*Exercise requirements:* From the first line to the last, return the data exactly, with no pictures.

*Task material:*
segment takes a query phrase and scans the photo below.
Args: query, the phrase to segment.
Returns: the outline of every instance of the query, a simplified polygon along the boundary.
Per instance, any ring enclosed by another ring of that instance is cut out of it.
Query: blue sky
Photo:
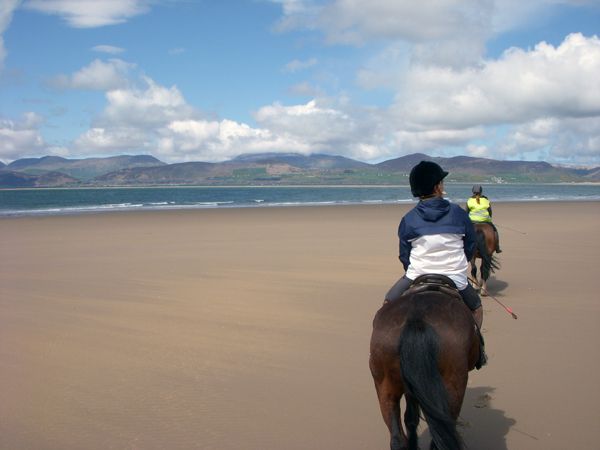
[[[2,0],[0,161],[600,165],[599,0]]]

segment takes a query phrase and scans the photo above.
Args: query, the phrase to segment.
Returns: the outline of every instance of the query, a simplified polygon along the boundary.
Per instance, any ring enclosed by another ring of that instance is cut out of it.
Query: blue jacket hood
[[[450,202],[443,198],[421,200],[415,210],[421,219],[426,222],[437,222],[450,211]]]
[[[467,261],[475,252],[476,235],[473,222],[460,206],[443,198],[421,200],[400,222],[400,261],[406,270],[410,262],[411,240],[432,234],[459,234],[463,236]]]

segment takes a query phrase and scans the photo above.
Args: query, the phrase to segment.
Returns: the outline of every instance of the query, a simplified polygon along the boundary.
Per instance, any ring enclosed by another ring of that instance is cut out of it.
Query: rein
[[[512,228],[508,228],[508,227],[503,227],[502,225],[498,225],[497,223],[495,223],[494,225],[496,225],[498,228],[504,228],[505,230],[509,230],[509,231],[514,231],[515,233],[519,233],[519,234],[527,234],[523,231],[519,231],[519,230],[513,230]]]

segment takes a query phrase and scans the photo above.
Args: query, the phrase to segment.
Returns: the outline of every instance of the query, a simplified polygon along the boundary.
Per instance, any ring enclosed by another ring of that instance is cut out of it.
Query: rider
[[[421,161],[410,172],[410,189],[419,203],[400,222],[400,261],[406,273],[385,296],[389,302],[400,298],[413,280],[425,274],[449,277],[475,316],[478,329],[483,322],[481,298],[467,282],[469,260],[475,253],[473,222],[460,206],[443,198],[448,175],[438,164]],[[483,345],[483,339],[480,342]],[[482,347],[482,365],[487,357]]]
[[[481,195],[482,192],[483,190],[481,189],[480,185],[476,184],[473,186],[473,197],[467,200],[465,211],[469,213],[469,217],[473,222],[486,222],[492,226],[494,232],[496,233],[496,239],[498,240],[498,248],[496,249],[496,253],[502,253],[498,229],[496,228],[496,225],[492,223],[492,204],[485,195]]]

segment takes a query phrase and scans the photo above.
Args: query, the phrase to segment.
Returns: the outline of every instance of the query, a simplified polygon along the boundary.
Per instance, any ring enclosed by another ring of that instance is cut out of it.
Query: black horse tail
[[[500,261],[494,255],[488,252],[487,244],[485,243],[485,232],[477,230],[477,251],[481,257],[481,278],[487,280],[490,274],[500,268]]]
[[[439,335],[421,313],[411,315],[398,342],[400,371],[406,388],[405,417],[409,449],[417,448],[419,407],[439,450],[458,450],[463,442],[450,414],[450,395],[438,369]]]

*The answer:*
segment takes a query phrase and scans the photo below.
Args: query, the phrase to segment.
Returns: the outline of every instance of the query, a simplified polygon along the boundary.
Per instance, any ring enclosed by another ring of that instance is cut out of it.
Query: blue sky
Photo:
[[[2,0],[0,161],[600,165],[599,0]]]

segment takes a query phrase and scans the photo above.
Args: query, the phrase to segment.
Returns: the outline of every instance of the query, a simplified polygon along the boundary.
Per instance, any ring enclosed by another ring of that instance is cut out of it.
Query: blue jacket hood
[[[450,202],[443,198],[421,200],[415,210],[421,219],[426,222],[437,222],[450,211]]]
[[[467,261],[475,252],[476,235],[473,222],[460,206],[443,198],[421,200],[400,222],[400,261],[406,270],[410,262],[411,240],[432,234],[459,234],[463,236]]]

segment takes a query phrase and scans the photo above.
Args: query, the phrase to segment.
Returns: the outline of every instance of the query, a simplified polygon along the boundary.
Per instance, any ring enclosed by another ring of that instance is cut out of it.
Query: rein
[[[512,228],[508,228],[508,227],[503,227],[502,225],[498,225],[497,223],[495,223],[494,225],[496,225],[498,228],[504,228],[505,230],[509,230],[509,231],[514,231],[515,233],[519,233],[519,234],[527,234],[523,231],[519,231],[519,230],[513,230]]]

segment takes a query phrase and scans the photo above.
Args: query, the phrase to segment.
Returns: the outline of every instance of the query, a simplified polygon along the boundary.
Per instance, any ring enclosed by another ring of that instance is cut out of it.
Query: rider
[[[421,161],[410,172],[410,189],[419,203],[400,222],[400,261],[406,273],[385,296],[389,302],[400,298],[413,280],[425,274],[449,277],[475,316],[478,329],[483,322],[481,298],[467,282],[469,260],[475,253],[473,222],[460,206],[443,198],[448,175],[438,164]],[[483,345],[483,339],[480,342]],[[482,347],[482,365],[487,357]]]
[[[481,195],[482,192],[483,190],[481,189],[480,185],[476,184],[473,186],[473,197],[467,200],[465,211],[469,213],[469,217],[473,222],[486,222],[492,226],[494,232],[496,233],[496,239],[498,240],[498,248],[496,249],[496,253],[502,253],[498,229],[496,228],[496,225],[492,223],[492,204],[485,195]]]

segment takes a query phrase and scans the photo above.
Args: query, the phrase to segment.
Returns: the outline of every instance of the query, a simplified polygon along the boundary.
Per instance, any ring enclosed by another ring of that instance is cut out of it.
Query: black horse tail
[[[500,261],[494,255],[488,252],[487,244],[485,243],[485,232],[477,230],[477,251],[481,257],[481,278],[487,280],[490,274],[500,268]]]
[[[439,335],[421,313],[411,315],[398,342],[400,371],[406,388],[405,417],[409,449],[417,448],[419,407],[439,450],[458,450],[463,442],[450,414],[450,395],[438,369]]]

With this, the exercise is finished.